▸ **Task data**:

▬▬▬▬▬▬▬▬▬▬

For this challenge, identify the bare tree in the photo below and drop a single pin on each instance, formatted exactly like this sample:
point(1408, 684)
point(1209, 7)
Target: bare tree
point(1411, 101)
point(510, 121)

▬▬▬▬▬▬▬▬▬▬

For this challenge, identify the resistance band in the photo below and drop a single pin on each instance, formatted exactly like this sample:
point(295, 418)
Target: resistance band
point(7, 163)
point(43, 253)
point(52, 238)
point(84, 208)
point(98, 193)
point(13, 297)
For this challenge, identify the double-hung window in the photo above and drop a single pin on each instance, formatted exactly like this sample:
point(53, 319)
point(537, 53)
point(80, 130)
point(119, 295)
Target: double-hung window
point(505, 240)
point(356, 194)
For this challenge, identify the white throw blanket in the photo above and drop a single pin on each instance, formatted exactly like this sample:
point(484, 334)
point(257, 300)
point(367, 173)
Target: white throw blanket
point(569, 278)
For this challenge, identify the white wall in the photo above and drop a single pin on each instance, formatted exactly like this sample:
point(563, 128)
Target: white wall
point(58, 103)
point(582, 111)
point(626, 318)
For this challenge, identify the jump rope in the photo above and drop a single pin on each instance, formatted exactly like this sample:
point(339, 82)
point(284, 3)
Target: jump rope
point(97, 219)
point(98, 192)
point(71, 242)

▬▬▬▬▬▬▬▬▬▬

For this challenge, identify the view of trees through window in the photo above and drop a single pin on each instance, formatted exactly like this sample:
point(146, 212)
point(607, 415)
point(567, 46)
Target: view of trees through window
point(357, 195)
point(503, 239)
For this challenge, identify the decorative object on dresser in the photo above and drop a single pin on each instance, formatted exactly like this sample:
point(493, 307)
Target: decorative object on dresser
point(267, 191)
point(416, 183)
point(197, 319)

▬▬▬▬▬▬▬▬▬▬

▸ **Task statement**:
Can you update everything in the listing from the line containing "For this challenge, identify the double-hung" down to the line containing "point(71, 242)", both lines included, so that "jump rope" reads "skipping rope" and nothing else changes? Return only those lines.

▸ **Response**:
For this challenge, identify the double-hung window in the photo above and drop a single pin on each instance, formatted exactly like this sample:
point(53, 319)
point(537, 53)
point(80, 130)
point(119, 295)
Target: double-hung window
point(505, 240)
point(356, 194)
For this challenge, identify the white throw blanket in the photo above and drop a single pin on each instance, formatted exactly like this sample:
point(484, 334)
point(257, 300)
point(367, 173)
Target: white throw blanket
point(569, 278)
For this challenge, identify the white wall in the photo above and drop a single pin on each instance, formatted exactly like this sample:
point(563, 128)
Target: white wall
point(58, 103)
point(582, 111)
point(626, 318)
For this challenge, identify the skipping rope in the photo above and drop a single pin on each instance, formatted exactly like this sample:
point(339, 82)
point(284, 3)
Target: skipping rope
point(97, 219)
point(98, 192)
point(71, 242)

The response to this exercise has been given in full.